START QUOTED PASSAGE

Abstract: The aim of the study is to apply techno-economic evaluation for selecting a feasible alternative to enhance a co-generation power generation capacity of a palm oil mill. The co-generation plant is using Empty Fruit Bunch (EFB) as fuel. The basis of the technical evaluation is to compare three alternatives on increasing the co-generation power generation capacity. Alternative 1 is to consider installing a new high capacity boiler to the current cogeneration system and maintaining the current turbine. Alternative 2 is to install a new high efficiency back pressure steam turbine and maintain the current boiler. While Alternative 3, is to install high capacity an extraction steam turbine and maintain the current boiler. Present worth analysis is used for economic evaluation. Both the capital and operational expenditures are taken into account in assessing the present worth of the alternatives. Results from the technical and economic analysis have identified Alternative 2 as the most feasible alternative. Since substantial quantity EFB are available in Malaysia and being used as fuel for power generation at the palm oil mills, the approach could be useful for enhancement of co-generation capacity of the mills.
INTRODUCTION
Palm oil residues, shell, fiber and Empty Fruit Bunch (EFB), have been used to generate electricity (Husain et al., 2003; Sumathi et al., 2008; Bazmi et al., 2011; Shafie et al., 2011, 2012; Begum and Saad, 2013). The residues are used as fuel to the boilers. The steam from the boiler is used to run back pressure steam turbine to generate electricity for plant use. As of 2009, the amount of electricity generated by using shell, fiber and EFB are 5792.13, 1578.19 and 46, 346.15 GW h, respectively (Kalinci et al., 2011; Shafie et al., 2012).
It is reported that the turbines and boilers have low thermal efficiencies at most of the cogeneration plant at the palm oil mills (Husain et al., 2003). Since, the palm oil residues have the highest potential of generating electricity from among the biomass components in Malaysia (Shafie et al., 2012), it is important to enhance the electricity generating capacity of the palm oil mills. One approach is through equipment refurbishment or upgrading of the cogenerating plants of the palm oil mills. In order to achieve optimum returns on the refurbishment or upgrading exercise, the scope of evaluation should cover both the technical as well as economic. This case study explores the use of both of these approaches to evaluate the feasibility of increasing the power generating capacity of a cogeneration plant for the palm oil mill.

END QUOTED PASSAGE

- REQUIREMENT
Copy the palm oil cogeneration text from "INTRODUCTION" to "et al., 2012).", changing every "residues" to "byproducts".

START DATA LINES

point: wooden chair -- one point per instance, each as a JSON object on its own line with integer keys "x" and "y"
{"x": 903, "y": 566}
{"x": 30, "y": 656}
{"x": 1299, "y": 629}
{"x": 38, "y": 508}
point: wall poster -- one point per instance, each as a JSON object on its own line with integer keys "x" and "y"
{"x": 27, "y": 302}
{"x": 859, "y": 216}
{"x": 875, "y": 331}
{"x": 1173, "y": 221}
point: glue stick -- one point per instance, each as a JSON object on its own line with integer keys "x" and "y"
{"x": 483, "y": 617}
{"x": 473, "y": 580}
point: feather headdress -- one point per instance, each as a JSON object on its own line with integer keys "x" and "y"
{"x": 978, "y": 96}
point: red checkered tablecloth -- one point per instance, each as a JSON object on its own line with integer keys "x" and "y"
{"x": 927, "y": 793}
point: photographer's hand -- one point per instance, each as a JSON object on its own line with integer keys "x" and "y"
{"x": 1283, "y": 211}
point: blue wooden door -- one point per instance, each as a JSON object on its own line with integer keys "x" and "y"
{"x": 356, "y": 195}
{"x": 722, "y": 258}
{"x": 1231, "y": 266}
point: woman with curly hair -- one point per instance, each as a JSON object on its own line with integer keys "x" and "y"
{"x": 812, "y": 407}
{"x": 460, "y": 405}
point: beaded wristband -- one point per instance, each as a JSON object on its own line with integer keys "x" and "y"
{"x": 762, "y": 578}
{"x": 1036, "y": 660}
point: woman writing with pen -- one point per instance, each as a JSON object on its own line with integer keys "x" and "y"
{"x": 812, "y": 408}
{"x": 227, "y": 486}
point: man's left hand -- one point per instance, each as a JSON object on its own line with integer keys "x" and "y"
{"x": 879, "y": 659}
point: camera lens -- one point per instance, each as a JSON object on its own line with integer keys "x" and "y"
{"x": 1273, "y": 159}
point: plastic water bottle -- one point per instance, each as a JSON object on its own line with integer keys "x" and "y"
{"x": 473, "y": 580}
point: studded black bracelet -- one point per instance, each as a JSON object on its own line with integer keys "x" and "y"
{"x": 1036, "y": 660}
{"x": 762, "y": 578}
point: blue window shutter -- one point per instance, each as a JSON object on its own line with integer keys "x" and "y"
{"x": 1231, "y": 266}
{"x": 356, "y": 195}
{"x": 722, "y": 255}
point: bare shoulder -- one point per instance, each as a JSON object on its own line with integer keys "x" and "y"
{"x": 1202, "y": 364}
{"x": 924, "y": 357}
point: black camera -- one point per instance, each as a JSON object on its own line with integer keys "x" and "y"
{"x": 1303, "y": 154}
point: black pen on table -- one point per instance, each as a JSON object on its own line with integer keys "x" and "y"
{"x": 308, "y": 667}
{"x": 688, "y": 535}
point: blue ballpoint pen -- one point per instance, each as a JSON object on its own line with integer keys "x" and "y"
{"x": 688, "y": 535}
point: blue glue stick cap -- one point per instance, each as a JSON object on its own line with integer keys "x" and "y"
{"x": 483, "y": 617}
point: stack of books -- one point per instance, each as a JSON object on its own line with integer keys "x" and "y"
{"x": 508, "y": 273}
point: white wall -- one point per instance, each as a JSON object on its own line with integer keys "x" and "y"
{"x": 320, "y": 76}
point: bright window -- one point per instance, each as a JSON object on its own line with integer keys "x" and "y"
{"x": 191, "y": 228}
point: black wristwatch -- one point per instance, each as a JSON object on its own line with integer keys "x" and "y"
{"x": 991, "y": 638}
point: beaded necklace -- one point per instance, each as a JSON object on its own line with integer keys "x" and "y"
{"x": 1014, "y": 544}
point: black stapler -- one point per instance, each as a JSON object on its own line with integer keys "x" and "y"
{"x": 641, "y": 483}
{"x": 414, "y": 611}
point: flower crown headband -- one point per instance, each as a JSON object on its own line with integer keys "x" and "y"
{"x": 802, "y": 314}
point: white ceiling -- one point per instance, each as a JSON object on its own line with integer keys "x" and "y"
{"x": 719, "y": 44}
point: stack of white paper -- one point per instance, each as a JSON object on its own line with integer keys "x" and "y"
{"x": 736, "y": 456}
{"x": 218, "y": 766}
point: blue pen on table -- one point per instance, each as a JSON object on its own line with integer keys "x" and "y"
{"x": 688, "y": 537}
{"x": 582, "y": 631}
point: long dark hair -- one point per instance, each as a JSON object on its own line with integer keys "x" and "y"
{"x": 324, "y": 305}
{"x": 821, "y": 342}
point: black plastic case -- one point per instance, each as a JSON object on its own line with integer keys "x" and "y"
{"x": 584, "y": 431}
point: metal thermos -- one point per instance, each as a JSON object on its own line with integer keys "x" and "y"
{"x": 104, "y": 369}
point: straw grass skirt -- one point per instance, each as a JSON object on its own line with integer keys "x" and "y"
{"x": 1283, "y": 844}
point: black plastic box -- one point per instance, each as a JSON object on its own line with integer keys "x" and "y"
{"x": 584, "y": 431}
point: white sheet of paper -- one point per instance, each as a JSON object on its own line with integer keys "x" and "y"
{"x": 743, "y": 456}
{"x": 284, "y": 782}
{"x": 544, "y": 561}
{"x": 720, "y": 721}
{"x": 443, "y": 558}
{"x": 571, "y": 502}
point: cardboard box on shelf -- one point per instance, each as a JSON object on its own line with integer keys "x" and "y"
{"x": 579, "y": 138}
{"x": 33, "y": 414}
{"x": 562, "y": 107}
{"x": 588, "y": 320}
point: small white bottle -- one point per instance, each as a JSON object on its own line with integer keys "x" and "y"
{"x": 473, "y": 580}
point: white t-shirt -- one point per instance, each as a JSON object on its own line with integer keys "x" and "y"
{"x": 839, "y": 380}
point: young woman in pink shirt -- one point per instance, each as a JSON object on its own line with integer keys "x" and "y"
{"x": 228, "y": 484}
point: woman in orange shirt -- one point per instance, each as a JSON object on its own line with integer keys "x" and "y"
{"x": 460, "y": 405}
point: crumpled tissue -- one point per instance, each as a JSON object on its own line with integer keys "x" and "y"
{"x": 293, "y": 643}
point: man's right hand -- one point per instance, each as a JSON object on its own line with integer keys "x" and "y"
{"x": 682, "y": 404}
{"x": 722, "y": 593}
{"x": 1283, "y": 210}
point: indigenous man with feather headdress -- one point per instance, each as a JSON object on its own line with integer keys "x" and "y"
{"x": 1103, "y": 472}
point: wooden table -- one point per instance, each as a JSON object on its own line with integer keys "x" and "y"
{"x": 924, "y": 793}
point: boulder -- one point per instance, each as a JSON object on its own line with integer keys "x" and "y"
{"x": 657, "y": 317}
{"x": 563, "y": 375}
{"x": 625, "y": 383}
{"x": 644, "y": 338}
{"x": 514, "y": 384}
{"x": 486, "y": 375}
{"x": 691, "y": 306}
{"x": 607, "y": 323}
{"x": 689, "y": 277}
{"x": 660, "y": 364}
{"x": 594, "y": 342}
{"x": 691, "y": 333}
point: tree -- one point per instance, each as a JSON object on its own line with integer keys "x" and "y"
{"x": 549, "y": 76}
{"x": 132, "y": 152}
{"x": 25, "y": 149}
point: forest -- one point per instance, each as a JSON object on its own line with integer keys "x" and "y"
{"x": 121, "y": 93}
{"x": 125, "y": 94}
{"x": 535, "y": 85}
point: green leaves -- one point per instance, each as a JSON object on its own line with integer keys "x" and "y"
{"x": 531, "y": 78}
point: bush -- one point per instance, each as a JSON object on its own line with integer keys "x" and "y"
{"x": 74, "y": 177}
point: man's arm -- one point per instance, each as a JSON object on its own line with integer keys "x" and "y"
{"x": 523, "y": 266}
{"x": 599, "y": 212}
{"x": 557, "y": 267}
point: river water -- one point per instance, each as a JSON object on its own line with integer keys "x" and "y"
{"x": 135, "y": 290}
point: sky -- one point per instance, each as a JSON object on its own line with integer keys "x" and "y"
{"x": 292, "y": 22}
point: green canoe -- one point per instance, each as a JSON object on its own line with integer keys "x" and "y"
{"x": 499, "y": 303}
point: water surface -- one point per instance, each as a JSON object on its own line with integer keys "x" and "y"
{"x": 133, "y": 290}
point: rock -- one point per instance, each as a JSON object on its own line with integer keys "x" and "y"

END DATA LINES

- WORKED ANSWER
INTRODUCTION
Palm oil byproducts, shell, fiber and Empty Fruit Bunch (EFB), have been used to generate electricity (Husain et al., 2003; Sumathi et al., 2008; Bazmi et al., 2011; Shafie et al., 2011, 2012; Begum and Saad, 2013). The byproducts are used as fuel to the boilers. The steam from the boiler is used to run back pressure steam turbine to generate electricity for plant use. As of 2009, the amount of electricity generated by using shell, fiber and EFB are 5792.13, 1578.19 and 46, 346.15 GW h, respectively (Kalinci et al., 2011; Shafie et al., 2012).